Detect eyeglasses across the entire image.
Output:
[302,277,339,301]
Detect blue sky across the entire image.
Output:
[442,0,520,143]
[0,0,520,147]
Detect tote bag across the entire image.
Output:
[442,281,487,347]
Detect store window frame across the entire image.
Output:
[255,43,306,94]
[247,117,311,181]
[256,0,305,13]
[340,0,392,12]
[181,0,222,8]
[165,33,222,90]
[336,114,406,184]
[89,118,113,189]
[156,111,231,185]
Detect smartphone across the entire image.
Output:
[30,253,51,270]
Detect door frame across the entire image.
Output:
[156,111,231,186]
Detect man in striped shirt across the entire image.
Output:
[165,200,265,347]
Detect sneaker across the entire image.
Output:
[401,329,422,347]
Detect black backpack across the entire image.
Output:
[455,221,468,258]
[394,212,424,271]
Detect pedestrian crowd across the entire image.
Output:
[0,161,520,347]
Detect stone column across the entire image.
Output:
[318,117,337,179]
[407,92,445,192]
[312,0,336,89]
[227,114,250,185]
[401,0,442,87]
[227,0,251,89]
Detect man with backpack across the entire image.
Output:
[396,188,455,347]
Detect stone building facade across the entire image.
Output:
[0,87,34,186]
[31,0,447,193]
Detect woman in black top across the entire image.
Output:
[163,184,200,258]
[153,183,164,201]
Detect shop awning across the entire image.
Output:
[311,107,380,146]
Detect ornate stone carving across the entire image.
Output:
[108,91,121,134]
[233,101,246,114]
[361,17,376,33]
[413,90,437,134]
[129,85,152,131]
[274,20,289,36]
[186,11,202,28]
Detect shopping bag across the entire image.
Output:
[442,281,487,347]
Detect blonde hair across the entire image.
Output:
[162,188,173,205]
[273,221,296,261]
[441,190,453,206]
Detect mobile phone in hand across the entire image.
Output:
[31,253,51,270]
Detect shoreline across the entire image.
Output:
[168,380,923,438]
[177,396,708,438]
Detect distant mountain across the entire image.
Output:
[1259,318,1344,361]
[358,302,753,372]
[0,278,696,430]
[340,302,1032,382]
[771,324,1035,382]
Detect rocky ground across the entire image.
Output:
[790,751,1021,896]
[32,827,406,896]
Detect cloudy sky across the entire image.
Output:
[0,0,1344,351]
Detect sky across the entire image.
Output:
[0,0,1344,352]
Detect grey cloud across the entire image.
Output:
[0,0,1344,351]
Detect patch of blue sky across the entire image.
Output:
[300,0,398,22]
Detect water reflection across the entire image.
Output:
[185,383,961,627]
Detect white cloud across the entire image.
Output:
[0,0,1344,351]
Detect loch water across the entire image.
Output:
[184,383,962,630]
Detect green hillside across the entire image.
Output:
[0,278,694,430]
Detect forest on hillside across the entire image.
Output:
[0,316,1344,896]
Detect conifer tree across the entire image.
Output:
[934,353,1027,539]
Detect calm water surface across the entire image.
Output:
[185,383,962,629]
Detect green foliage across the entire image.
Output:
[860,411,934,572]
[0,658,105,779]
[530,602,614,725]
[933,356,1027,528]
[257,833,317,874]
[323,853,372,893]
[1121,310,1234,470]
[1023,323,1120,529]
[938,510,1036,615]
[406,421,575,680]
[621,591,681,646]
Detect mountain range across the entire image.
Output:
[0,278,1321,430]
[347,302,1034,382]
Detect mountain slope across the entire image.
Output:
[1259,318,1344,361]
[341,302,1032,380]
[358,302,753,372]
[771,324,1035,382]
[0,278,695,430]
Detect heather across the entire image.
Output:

+---+

• Exercise details:
Can you print all of the material above again, word for word and without changing anything?

• Response below:
Detect eyeglasses across the entire image.
Output:
[302,277,339,301]
Detect blue sky across the entire image.
Output:
[442,0,520,143]
[0,0,520,147]
Detect tote bag across the entire image.
Output:
[442,281,487,347]
Detect store window frame across the entire image.
Output:
[255,43,306,94]
[247,117,311,181]
[256,0,305,13]
[340,0,392,12]
[181,0,222,8]
[165,33,222,90]
[336,114,406,184]
[89,118,113,189]
[156,111,231,185]
Detect smartphone across the entire image.
Output:
[30,253,51,270]
Detect door frame across the entire image.
Output:
[156,111,231,186]
Detect man in striped shirt across the entire image.
Output:
[165,200,265,347]
Detect sneaker across the entire image.
Output:
[401,329,422,347]
Detect black backpack across the entire image.
Output:
[455,221,468,258]
[394,212,424,271]
Detect pedestrian crowd across the entire image.
Output:
[0,161,520,347]
Detect stone column across the entire image.
Output:
[318,117,337,179]
[407,92,445,192]
[312,0,336,89]
[227,114,250,185]
[401,0,442,87]
[227,0,251,89]
Detect man with backpack across the entire image.
Output:
[396,188,455,347]
Detect stone building facade across the entire image.
Output:
[0,87,34,186]
[31,0,447,193]
Detect woman in black top across the entire image.
Output:
[163,184,200,258]
[153,183,164,201]
Detect shop awning across the entire image.
Output:
[311,107,380,146]
Detect ornate stone carving across the entire image.
Output:
[108,91,121,134]
[233,101,246,114]
[361,17,376,33]
[413,90,437,134]
[129,85,152,131]
[274,20,289,36]
[186,11,202,28]
Detect shopping bag across the entire image.
Output:
[442,281,487,347]
Detect blonde hair across the entire image.
Output:
[162,188,173,205]
[273,221,296,261]
[441,190,453,206]
Detect mobile phone in hand across the entire image.
Output:
[31,253,51,270]
Detect shoreline across the entire image.
Output:
[168,380,923,438]
[177,396,708,438]
Detect distant mountain across the entire image.
Output:
[1259,318,1344,361]
[358,302,753,372]
[0,278,696,430]
[340,302,1032,382]
[771,324,1035,382]
Detect rocky ground across the entire image.
Output:
[790,751,1021,896]
[32,827,406,896]
Detect cloudy sky across the entire image.
Output:
[0,0,1344,351]
Detect sky across the entire image.
Output:
[0,0,1344,352]
Detect grey cloud across the entire image.
Output:
[0,0,1344,351]
Detect patch of blue sky across the entire image.
Output:
[300,0,398,22]
Detect water reflection across the entire image.
Output:
[185,383,961,627]
Detect white cloud across the entire image.
Output:
[0,0,1344,351]
Detect loch water across the entire image.
Output:
[184,383,962,630]
Detect green hillside across the entire image.
Output:
[0,278,694,430]
Detect forest on hillside across the entire image.
Output:
[0,316,1344,896]
Detect conifer tree across the entire image.
Output:
[934,353,1027,539]
Detect calm water surface across the entire image.
Output:
[185,383,962,629]
Detect green foliage across the entire image.
Output:
[860,411,934,572]
[0,658,105,779]
[530,602,614,725]
[933,356,1027,528]
[257,833,317,874]
[323,853,372,893]
[1121,310,1234,470]
[1023,323,1120,529]
[938,510,1036,615]
[406,421,575,680]
[621,591,681,646]
Detect mountain range across the entire image.
Output:
[0,278,1321,430]
[347,302,1034,382]
Detect mountain slope across the entire image.
Output:
[1259,318,1344,361]
[341,302,1032,380]
[358,302,753,372]
[771,324,1035,382]
[0,278,695,430]
Detect heather across the entire image.
Output:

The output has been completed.